Dataset entries Start Marker
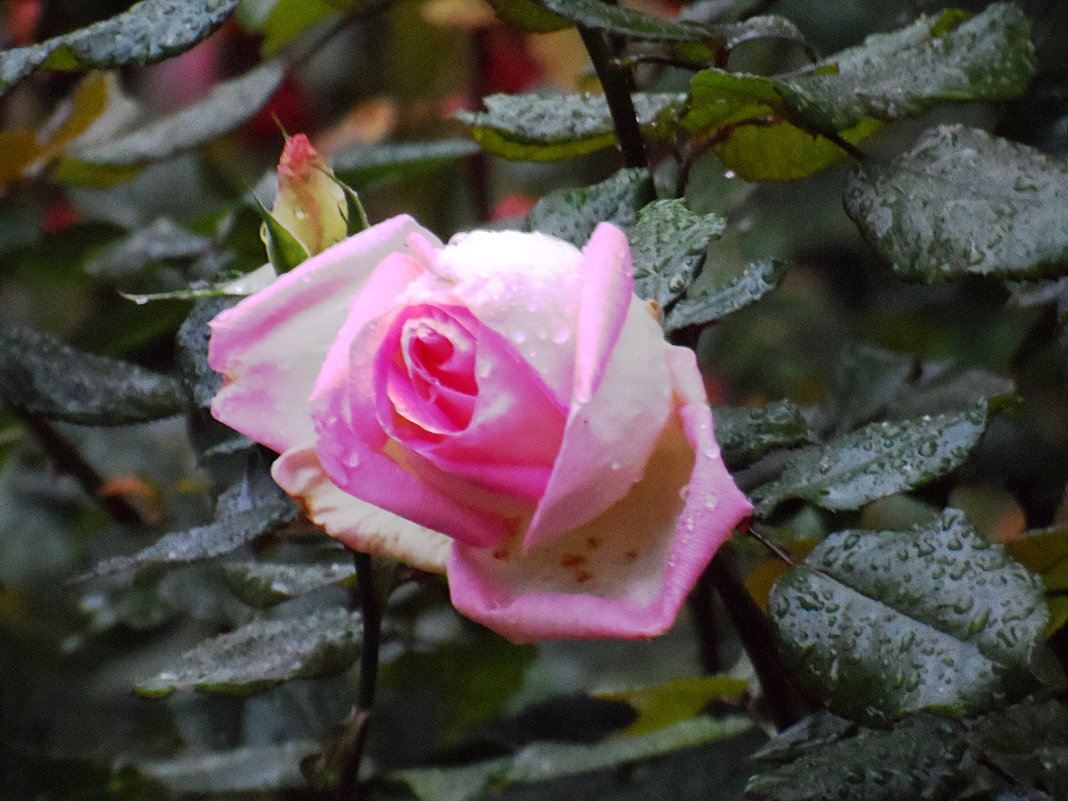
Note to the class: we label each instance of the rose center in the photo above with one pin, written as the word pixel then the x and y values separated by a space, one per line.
pixel 430 382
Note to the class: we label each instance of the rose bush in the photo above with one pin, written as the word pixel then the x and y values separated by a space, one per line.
pixel 503 409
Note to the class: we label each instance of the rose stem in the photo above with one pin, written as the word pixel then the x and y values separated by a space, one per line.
pixel 349 787
pixel 616 82
pixel 66 459
pixel 784 702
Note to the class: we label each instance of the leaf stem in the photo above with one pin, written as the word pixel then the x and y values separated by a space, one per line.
pixel 784 701
pixel 617 84
pixel 66 459
pixel 349 787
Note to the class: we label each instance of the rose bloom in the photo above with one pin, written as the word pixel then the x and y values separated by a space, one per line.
pixel 502 409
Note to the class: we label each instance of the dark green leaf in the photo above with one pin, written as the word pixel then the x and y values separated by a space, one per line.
pixel 41 375
pixel 668 245
pixel 265 584
pixel 922 758
pixel 284 250
pixel 544 762
pixel 370 165
pixel 755 281
pixel 224 108
pixel 1030 741
pixel 864 380
pixel 625 21
pixel 160 240
pixel 529 15
pixel 147 32
pixel 781 129
pixel 200 380
pixel 745 434
pixel 883 624
pixel 470 691
pixel 249 508
pixel 264 654
pixel 816 731
pixel 962 201
pixel 988 57
pixel 536 128
pixel 875 461
pixel 574 214
pixel 248 769
pixel 943 387
pixel 768 26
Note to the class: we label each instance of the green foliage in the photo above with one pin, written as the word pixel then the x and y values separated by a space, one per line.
pixel 544 762
pixel 745 434
pixel 42 376
pixel 710 304
pixel 150 31
pixel 366 166
pixel 222 110
pixel 876 460
pixel 574 214
pixel 533 128
pixel 963 202
pixel 788 127
pixel 883 624
pixel 668 246
pixel 265 584
pixel 925 757
pixel 263 654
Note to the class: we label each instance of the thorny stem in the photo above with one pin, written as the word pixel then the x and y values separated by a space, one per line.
pixel 66 459
pixel 784 702
pixel 349 787
pixel 615 80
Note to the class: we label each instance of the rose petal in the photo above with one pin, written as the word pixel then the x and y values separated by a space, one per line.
pixel 485 451
pixel 360 525
pixel 627 572
pixel 270 346
pixel 609 437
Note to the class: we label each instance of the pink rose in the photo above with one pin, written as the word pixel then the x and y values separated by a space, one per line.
pixel 512 398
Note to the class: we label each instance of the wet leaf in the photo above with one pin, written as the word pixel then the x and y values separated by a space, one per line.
pixel 574 214
pixel 530 15
pixel 668 245
pixel 160 240
pixel 676 701
pixel 147 32
pixel 753 283
pixel 264 654
pixel 251 507
pixel 883 624
pixel 625 21
pixel 223 109
pixel 264 584
pixel 747 434
pixel 41 375
pixel 372 165
pixel 543 762
pixel 923 757
pixel 782 128
pixel 963 202
pixel 875 461
pixel 536 128
pixel 1030 741
pixel 247 769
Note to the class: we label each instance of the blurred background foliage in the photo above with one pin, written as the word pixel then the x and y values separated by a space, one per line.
pixel 79 224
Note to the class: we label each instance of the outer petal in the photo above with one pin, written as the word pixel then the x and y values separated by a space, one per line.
pixel 621 398
pixel 358 524
pixel 627 572
pixel 270 346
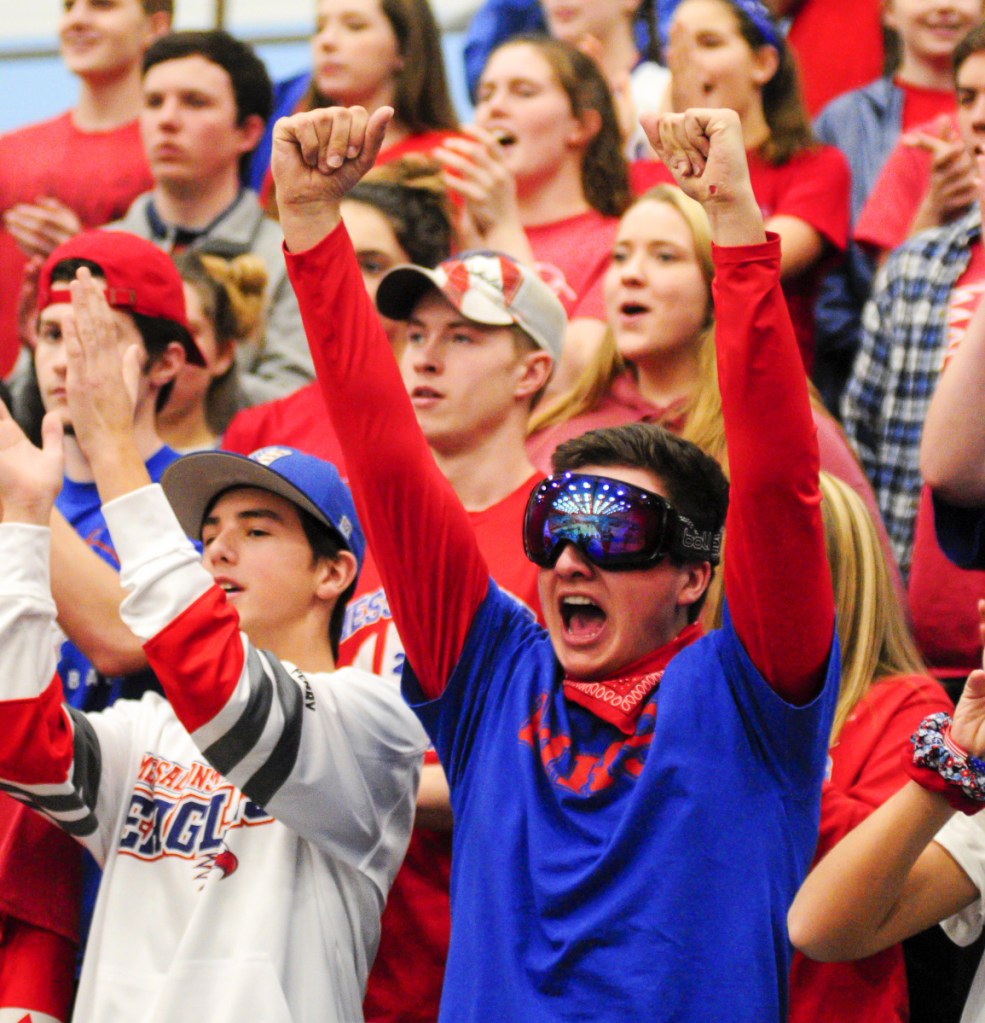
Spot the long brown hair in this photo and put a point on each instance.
Dataset entries End Marker
### [Your assignment]
Retype each entry exactly. No pictures.

### [Response area]
Note to the class: we label each instance of the rose center in the photo above with one pin, written as the word pixel then the x and y values separated by a space, one per line.
pixel 430 382
Note to the class: we label each instance of the rose bush in the photo above with one pin, written as the word pixel then the x and y values separated by a space, one per line.
pixel 503 409
Note to the class: we label each instance of the rose stem in the photo above with one pin, written as the word pixel then the x and y values separated by a space, one per line.
pixel 349 787
pixel 616 82
pixel 66 459
pixel 784 702
Note to the class: we label each instance of the leaf stem in the photo above with one pin, written as the word pixel then the x and y values separated by a space, one per line.
pixel 784 701
pixel 617 84
pixel 66 459
pixel 349 787
Note to the class: we label each instance of the rose bloom in the photo above with one pin, written as the word pixel then the x and y values separated by a space, one per line.
pixel 502 409
Note to the class: we label each instance of the dark green leaf in the photo above with one pin, written as the word pixel then the x and y values separated by a space, one per line.
pixel 41 375
pixel 668 245
pixel 265 584
pixel 922 758
pixel 284 250
pixel 544 762
pixel 370 165
pixel 755 281
pixel 224 108
pixel 1030 741
pixel 864 380
pixel 625 21
pixel 160 240
pixel 529 15
pixel 147 32
pixel 781 129
pixel 200 380
pixel 745 434
pixel 883 624
pixel 470 691
pixel 249 508
pixel 264 654
pixel 816 731
pixel 962 201
pixel 988 57
pixel 536 128
pixel 875 461
pixel 574 214
pixel 248 769
pixel 943 387
pixel 768 26
Note to the class: we label each instance of the green foliage in the photo above with one pin, written as the word pixel then the x and y values separated by a space, one per line.
pixel 544 762
pixel 745 434
pixel 42 376
pixel 710 304
pixel 150 31
pixel 366 166
pixel 222 110
pixel 876 460
pixel 574 214
pixel 533 128
pixel 963 202
pixel 788 127
pixel 883 624
pixel 668 246
pixel 265 584
pixel 925 757
pixel 263 654
Note to the class: we label each instance of the thorny stem in the photo above with one pin, written as the word pixel then the x and y values separated by a space, one per line.
pixel 66 459
pixel 784 702
pixel 349 787
pixel 615 80
Note to the class: we label each instance of the rose petal in the photo above with one pin, written as the word pixel then the x and y values separated by a space, one per line.
pixel 485 451
pixel 360 525
pixel 627 572
pixel 270 346
pixel 609 437
Note to the class: we label each instance of the pink rose in the photo above with one pin, written as the word pixel then the x and y values separated by a space, one per line.
pixel 512 398
Note to the class: we label each instance of the wet leaf in the photo above with one pin, written as the word pixel then the x and y values separated by a space, one per line.
pixel 574 214
pixel 530 15
pixel 668 245
pixel 160 240
pixel 676 701
pixel 147 32
pixel 753 283
pixel 264 654
pixel 251 507
pixel 883 624
pixel 625 21
pixel 223 109
pixel 264 584
pixel 747 434
pixel 41 375
pixel 372 165
pixel 543 762
pixel 923 757
pixel 782 128
pixel 963 202
pixel 875 461
pixel 536 128
pixel 1030 741
pixel 247 769
Note to the class: we label each instance of the blurred background foliage in the photo above with one pin, written as the word pixel then the x and y values separated by a space, one per line.
pixel 79 224
Note to the class: we label each instance of the outer petal in the photo above with one pin, written as the word pixel then the x and y values separated by a space, one per line.
pixel 621 398
pixel 358 524
pixel 627 572
pixel 270 346
Spot the long brown hair in this photo and put a point on each instance.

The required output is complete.